Aufgabe 1.
Beantworte anhand der Rezension folgende Fragen:
(a) Wie viele Seiten umfasst das besprochene Buch?
(b) In welchem Jahr siedelte Anton Sterbling aus?
(c) Bis zu welchem Jahr war er Professor an der Hochschule der Sächsischen Polizei?

Dokumentabschnitt.
# # # #
Rezension: Sterbling, Anton: Das Banat, die Deutschen aus Rumänien und die rumäniendeutsche Literatur“

Bibliographische Daten

Sterbling, Anton: Das Banat, die Deutschen aus Rumänien und die rumäniendeutsche Literatur. München: Landsmannschaft der Banater Schwaben (2022) 345 S. [Schriftenreihe Banater Bibliothek, 22]. In: Europäisches Journal für Minderheitenfragen Band 16 (1-2 | 2023), S.152 - 158

Der Autor

Anton Sterbling ist ein knappes Jahrzehnt nach Ende des Zweiten Weltkriegs im rumänischen Teil des historischen Gebietes Banat geboren, studierte nach seiner Aussiedlung 1975 in der Bundesrepublik Deutschland, promovierte und habilitierte sich hier an deutschen Hochschulen. Bis 2019 war er Professor für Soziologie und Pädagogik an der Hochschule der Sächsischen Polizei (FH) in Rothenburg/OL und vereinigte in seiner Person verschiedene Funktionen in Präsidien und Stiftungen. Der Begleitbrief der Heraus- geber des oben genannten Paperbacks, die Landsmannschaft der Banater Schwaben, gibt als Lebenswerk dieses Hochschullehrers insgesamt 800 wissenschaftliche und literarische Veröffentlichungen an, darunter 50 eigene Bücher.
# # # #
Gegebene Einträge.
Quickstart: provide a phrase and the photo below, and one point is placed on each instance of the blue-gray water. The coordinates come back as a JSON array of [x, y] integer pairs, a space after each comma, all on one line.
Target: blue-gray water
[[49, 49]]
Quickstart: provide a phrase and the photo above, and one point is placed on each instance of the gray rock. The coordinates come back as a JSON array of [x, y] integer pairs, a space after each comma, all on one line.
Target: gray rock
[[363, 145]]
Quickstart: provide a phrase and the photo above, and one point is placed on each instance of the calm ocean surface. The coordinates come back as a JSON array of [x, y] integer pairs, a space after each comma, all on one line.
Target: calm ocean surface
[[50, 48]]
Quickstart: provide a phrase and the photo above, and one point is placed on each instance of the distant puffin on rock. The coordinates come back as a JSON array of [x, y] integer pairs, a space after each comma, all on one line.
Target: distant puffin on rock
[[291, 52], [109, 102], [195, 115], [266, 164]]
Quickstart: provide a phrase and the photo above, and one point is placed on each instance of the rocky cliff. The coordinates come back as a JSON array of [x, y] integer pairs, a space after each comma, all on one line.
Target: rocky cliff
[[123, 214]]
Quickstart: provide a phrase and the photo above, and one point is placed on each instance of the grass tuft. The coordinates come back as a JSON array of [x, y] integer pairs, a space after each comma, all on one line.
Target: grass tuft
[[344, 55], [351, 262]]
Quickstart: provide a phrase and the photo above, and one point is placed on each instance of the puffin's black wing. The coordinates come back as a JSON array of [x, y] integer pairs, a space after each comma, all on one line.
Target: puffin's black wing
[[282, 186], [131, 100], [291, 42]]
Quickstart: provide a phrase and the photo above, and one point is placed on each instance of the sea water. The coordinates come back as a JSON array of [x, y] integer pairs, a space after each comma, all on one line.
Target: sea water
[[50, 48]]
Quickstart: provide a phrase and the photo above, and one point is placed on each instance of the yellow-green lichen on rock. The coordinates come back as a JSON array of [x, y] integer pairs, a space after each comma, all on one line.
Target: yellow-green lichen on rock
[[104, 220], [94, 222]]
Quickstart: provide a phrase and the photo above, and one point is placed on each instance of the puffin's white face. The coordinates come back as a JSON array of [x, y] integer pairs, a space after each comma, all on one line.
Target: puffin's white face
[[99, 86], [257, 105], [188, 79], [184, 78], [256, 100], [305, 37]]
# # # #
Aufgabe 2. Stelle die Zeilen der Einträge ab der Zeile mit "of the yellow-green" bis einschließlich der Zeile mit "[[104, 220], [94, 222]]" als JSON-Liste von Zeichenketten dar, mit einer Zeichenkette je Zeile und ohne Leerzeilen, und gib nur diese Zeilen wieder.

Erwartete Antwort 1.
(a) 345 Seiten
(b) 1975
(c) 2019

Erwartete Antwort 2.
[
  "Quickstart: provide a phrase and the photo above, and one point is placed on each instance of the yellow-green lichen on rock. The coordinates come back as a JSON array of [x, y] integer pairs, a space after each comma, all on one line.",
  "Target: yellow-green lichen on rock",
  "[[104, 220], [94, 222]]"
]